Exercise aim
Reproduce the entries from the line with "pixel 562 301." to the line with "pixel 453 367", replacing "green awning" with "striped awning" and leaving everything else unchanged.

* * * *

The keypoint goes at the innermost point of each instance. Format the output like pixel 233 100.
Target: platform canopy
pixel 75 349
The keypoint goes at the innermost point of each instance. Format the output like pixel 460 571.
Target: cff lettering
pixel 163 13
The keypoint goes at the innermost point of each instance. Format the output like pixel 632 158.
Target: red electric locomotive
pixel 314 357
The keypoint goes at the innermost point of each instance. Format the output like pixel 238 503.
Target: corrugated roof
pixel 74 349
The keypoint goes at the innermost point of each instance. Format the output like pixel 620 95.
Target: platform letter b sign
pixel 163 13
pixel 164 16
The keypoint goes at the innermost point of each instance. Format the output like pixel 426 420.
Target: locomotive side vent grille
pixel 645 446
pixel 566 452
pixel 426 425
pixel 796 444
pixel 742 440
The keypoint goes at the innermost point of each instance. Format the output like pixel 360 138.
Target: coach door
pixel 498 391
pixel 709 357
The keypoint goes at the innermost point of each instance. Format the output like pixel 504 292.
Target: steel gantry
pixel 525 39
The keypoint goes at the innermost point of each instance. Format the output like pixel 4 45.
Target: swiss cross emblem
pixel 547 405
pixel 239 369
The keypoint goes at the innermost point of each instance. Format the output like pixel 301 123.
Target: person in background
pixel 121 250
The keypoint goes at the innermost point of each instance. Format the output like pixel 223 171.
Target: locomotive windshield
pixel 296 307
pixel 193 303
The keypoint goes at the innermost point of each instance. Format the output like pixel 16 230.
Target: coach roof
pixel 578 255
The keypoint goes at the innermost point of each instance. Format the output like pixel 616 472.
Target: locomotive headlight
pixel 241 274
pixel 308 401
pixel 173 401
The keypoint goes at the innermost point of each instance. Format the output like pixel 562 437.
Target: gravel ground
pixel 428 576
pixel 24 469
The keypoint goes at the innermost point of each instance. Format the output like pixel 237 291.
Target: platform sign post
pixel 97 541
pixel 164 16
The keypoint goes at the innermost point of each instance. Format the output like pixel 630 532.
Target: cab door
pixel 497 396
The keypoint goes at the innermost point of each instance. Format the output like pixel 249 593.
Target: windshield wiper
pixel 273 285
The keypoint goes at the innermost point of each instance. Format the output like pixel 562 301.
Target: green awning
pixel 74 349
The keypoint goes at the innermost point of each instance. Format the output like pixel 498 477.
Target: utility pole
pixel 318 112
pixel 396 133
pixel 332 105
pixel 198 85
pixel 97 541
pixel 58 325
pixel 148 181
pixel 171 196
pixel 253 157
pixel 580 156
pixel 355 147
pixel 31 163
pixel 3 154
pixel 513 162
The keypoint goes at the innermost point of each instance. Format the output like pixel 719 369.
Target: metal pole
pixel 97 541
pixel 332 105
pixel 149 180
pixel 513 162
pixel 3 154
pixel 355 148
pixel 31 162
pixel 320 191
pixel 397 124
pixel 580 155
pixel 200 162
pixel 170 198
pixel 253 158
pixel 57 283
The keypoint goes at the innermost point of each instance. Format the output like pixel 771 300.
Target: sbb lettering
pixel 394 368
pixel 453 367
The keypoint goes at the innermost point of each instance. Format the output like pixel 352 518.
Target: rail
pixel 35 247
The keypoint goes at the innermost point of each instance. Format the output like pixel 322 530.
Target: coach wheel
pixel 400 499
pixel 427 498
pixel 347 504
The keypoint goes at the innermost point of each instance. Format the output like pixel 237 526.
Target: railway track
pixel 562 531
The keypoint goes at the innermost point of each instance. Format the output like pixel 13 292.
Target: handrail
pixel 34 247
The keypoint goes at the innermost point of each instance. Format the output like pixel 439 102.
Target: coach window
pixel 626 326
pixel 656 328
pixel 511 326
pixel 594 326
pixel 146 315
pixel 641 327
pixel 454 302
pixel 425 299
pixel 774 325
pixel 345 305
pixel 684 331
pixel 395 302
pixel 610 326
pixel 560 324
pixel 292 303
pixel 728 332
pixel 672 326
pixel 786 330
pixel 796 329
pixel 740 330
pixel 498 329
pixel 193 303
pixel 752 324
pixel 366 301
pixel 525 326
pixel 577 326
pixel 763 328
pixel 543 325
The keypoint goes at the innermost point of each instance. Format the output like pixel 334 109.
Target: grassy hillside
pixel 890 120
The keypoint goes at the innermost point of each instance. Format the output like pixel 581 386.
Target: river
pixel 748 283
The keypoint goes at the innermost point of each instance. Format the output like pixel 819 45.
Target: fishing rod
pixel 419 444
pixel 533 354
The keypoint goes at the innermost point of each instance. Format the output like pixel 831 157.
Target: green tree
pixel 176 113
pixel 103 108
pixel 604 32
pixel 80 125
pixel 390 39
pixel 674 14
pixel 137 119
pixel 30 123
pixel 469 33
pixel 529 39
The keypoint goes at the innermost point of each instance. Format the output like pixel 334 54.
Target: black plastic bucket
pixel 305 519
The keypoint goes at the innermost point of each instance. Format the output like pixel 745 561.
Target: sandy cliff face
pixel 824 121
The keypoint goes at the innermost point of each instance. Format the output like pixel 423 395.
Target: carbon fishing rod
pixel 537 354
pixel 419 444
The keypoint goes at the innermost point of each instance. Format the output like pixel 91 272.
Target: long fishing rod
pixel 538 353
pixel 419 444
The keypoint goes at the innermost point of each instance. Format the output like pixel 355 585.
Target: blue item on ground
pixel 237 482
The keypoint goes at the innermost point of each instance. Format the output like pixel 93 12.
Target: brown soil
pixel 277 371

* * * *

Response below
The keypoint goes at the innermost point of each instance. Format the output like pixel 562 301.
Target: striped awning
pixel 74 349
The keypoint goes at the innermost point of each instance. Format the output like pixel 498 477.
Target: utility pole
pixel 318 112
pixel 396 133
pixel 332 105
pixel 198 85
pixel 97 541
pixel 58 325
pixel 148 181
pixel 171 196
pixel 253 157
pixel 580 156
pixel 355 147
pixel 31 163
pixel 3 154
pixel 513 162
The keypoint goes at the innermost point of each instance. Format the output like pixel 719 369.
Target: metal pole
pixel 97 541
pixel 332 105
pixel 149 180
pixel 513 162
pixel 3 154
pixel 355 148
pixel 31 162
pixel 320 191
pixel 397 124
pixel 580 155
pixel 200 162
pixel 170 198
pixel 253 158
pixel 57 283
The keypoint goes at the innermost point of each instance. Format the output like pixel 771 300.
Target: sbb lettering
pixel 394 368
pixel 453 367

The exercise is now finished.